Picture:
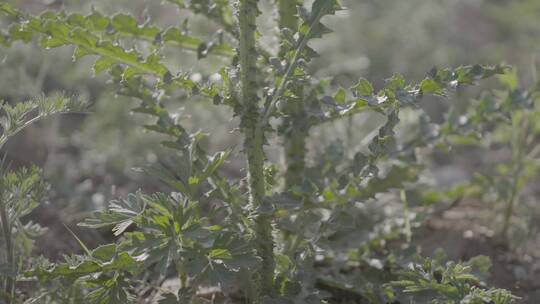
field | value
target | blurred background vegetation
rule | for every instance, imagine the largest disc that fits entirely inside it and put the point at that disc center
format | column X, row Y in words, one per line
column 88, row 159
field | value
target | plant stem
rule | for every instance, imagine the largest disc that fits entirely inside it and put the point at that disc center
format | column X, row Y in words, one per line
column 9, row 287
column 518, row 150
column 295, row 125
column 254, row 141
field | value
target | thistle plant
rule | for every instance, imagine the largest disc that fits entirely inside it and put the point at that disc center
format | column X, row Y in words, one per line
column 22, row 191
column 503, row 119
column 257, row 239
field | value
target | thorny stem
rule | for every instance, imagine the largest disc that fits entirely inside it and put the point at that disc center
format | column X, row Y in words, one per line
column 282, row 84
column 295, row 125
column 263, row 277
column 9, row 287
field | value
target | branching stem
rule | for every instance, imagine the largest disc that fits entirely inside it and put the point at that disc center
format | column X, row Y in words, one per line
column 254, row 141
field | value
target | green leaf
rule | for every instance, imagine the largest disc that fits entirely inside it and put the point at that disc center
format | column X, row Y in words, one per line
column 363, row 88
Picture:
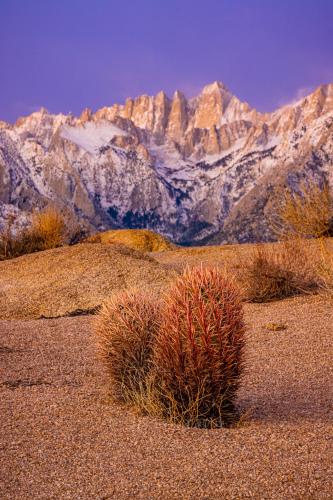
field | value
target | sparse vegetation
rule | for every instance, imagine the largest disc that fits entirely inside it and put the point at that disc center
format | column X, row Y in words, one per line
column 126, row 328
column 138, row 239
column 278, row 271
column 198, row 354
column 307, row 213
column 182, row 360
column 49, row 228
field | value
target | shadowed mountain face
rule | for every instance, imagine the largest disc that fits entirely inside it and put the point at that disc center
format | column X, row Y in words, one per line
column 197, row 170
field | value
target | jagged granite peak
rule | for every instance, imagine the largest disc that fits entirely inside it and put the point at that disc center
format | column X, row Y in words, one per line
column 197, row 170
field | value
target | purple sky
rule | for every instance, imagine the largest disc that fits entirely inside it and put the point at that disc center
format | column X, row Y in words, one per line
column 70, row 54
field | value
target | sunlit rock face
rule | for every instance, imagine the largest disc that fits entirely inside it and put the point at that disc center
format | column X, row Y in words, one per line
column 198, row 170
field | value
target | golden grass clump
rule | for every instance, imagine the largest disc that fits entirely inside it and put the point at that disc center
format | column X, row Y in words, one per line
column 281, row 270
column 307, row 213
column 47, row 230
column 138, row 239
column 126, row 327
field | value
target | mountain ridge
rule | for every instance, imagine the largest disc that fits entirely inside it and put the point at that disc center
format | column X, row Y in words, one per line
column 182, row 167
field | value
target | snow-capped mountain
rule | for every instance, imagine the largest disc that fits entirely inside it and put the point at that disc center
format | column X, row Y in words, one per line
column 197, row 170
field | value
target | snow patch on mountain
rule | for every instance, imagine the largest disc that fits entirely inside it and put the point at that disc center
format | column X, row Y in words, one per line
column 91, row 136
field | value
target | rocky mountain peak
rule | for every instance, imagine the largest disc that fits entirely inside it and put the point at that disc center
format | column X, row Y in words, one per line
column 186, row 168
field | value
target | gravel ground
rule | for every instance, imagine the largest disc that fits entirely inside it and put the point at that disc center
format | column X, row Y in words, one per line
column 74, row 279
column 61, row 438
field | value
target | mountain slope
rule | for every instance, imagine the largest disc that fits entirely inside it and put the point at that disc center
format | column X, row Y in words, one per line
column 196, row 170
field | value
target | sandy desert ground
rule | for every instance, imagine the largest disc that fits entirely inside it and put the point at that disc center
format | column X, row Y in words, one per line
column 61, row 438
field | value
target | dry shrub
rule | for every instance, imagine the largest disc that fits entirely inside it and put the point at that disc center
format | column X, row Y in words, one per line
column 49, row 229
column 9, row 245
column 307, row 213
column 198, row 355
column 126, row 327
column 181, row 360
column 143, row 240
column 278, row 271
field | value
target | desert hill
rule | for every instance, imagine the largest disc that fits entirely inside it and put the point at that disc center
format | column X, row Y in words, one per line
column 74, row 279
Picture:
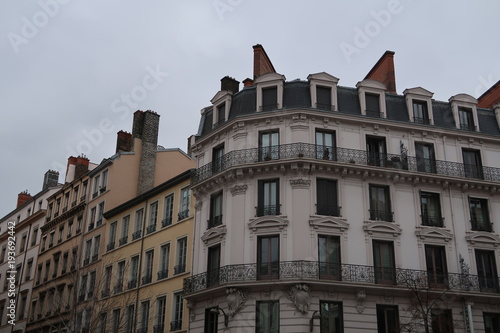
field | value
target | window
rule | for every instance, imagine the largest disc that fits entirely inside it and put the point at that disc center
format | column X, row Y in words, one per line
column 487, row 270
column 184, row 208
column 134, row 271
column 426, row 160
column 125, row 226
column 420, row 114
column 176, row 323
column 211, row 320
column 161, row 306
column 479, row 214
column 331, row 317
column 325, row 145
column 380, row 203
column 138, row 224
column 218, row 159
column 465, row 118
column 473, row 167
column 169, row 210
column 215, row 210
column 329, row 257
column 268, row 197
column 383, row 262
column 324, row 98
column 387, row 319
column 326, row 197
column 376, row 151
column 153, row 217
column 269, row 146
column 268, row 257
column 148, row 267
column 213, row 265
column 431, row 209
column 269, row 99
column 372, row 105
column 267, row 317
column 180, row 266
column 164, row 261
column 435, row 259
column 491, row 322
column 442, row 321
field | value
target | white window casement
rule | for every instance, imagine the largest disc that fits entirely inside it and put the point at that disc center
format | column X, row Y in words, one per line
column 371, row 95
column 323, row 87
column 419, row 105
column 464, row 108
column 269, row 91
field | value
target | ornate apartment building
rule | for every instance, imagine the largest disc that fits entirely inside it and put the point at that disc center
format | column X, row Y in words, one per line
column 324, row 208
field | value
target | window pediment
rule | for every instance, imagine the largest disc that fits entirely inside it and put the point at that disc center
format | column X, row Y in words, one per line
column 483, row 238
column 382, row 228
column 329, row 223
column 268, row 223
column 434, row 233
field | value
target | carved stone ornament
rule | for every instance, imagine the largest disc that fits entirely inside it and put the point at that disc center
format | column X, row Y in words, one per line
column 236, row 298
column 300, row 297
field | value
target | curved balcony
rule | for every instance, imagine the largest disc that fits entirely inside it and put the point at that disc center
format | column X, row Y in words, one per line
column 343, row 155
column 340, row 273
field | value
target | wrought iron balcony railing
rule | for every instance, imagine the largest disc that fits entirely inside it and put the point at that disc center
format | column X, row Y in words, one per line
column 339, row 273
column 344, row 155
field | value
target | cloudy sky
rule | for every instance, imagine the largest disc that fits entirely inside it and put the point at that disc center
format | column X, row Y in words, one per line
column 72, row 72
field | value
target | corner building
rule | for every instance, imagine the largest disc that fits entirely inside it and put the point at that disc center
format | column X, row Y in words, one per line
column 323, row 208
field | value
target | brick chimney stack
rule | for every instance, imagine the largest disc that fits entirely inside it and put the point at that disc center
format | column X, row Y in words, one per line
column 261, row 62
column 124, row 142
column 383, row 71
column 230, row 84
column 22, row 198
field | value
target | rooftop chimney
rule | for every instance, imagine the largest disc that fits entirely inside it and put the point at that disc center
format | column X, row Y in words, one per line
column 383, row 71
column 230, row 84
column 490, row 97
column 145, row 128
column 261, row 62
column 22, row 198
column 50, row 179
column 124, row 142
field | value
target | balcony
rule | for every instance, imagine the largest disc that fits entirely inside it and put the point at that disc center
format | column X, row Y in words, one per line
column 360, row 275
column 215, row 221
column 345, row 155
column 433, row 221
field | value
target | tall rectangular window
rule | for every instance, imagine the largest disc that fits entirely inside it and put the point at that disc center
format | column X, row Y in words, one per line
column 431, row 209
column 215, row 210
column 435, row 259
column 487, row 270
column 473, row 166
column 383, row 262
column 326, row 197
column 387, row 319
column 268, row 197
column 380, row 203
column 325, row 145
column 269, row 145
column 479, row 215
column 331, row 317
column 329, row 257
column 184, row 207
column 267, row 317
column 169, row 210
column 180, row 264
column 268, row 257
column 164, row 261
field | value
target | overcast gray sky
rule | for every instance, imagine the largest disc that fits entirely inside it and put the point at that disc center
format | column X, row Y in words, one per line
column 73, row 71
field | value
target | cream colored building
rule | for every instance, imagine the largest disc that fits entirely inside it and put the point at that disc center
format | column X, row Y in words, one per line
column 326, row 208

▶ [PROBLEM STATEMENT] Reproduce the material starting at its first line and ending at the line that contains "column 257, row 239", substituting "circle" for every occurrence of "disc" and leaving everything else unchanged. Omit the pictures from the answer.

▶ [SOLUTION FOR THIS EXERCISE]
Picture:
field | value
target | blurred background vegetation
rule | for every instance, imagine the largest circle that fits entirely inside it and put the point at that circle center
format | column X, row Y in words, one per line
column 88, row 159
field | value
target | plant stem
rule | for every instance, imagine the largest circle that fits entirely inside it and put the point at that circle center
format | column X, row Y in words, one per line
column 9, row 287
column 518, row 150
column 295, row 125
column 254, row 141
field | value
target | thistle plant
rule | for every instance, imagine the largest circle that fits entirely inside it and put the point at that circle center
format | column X, row Y in words, one per line
column 22, row 191
column 503, row 119
column 257, row 239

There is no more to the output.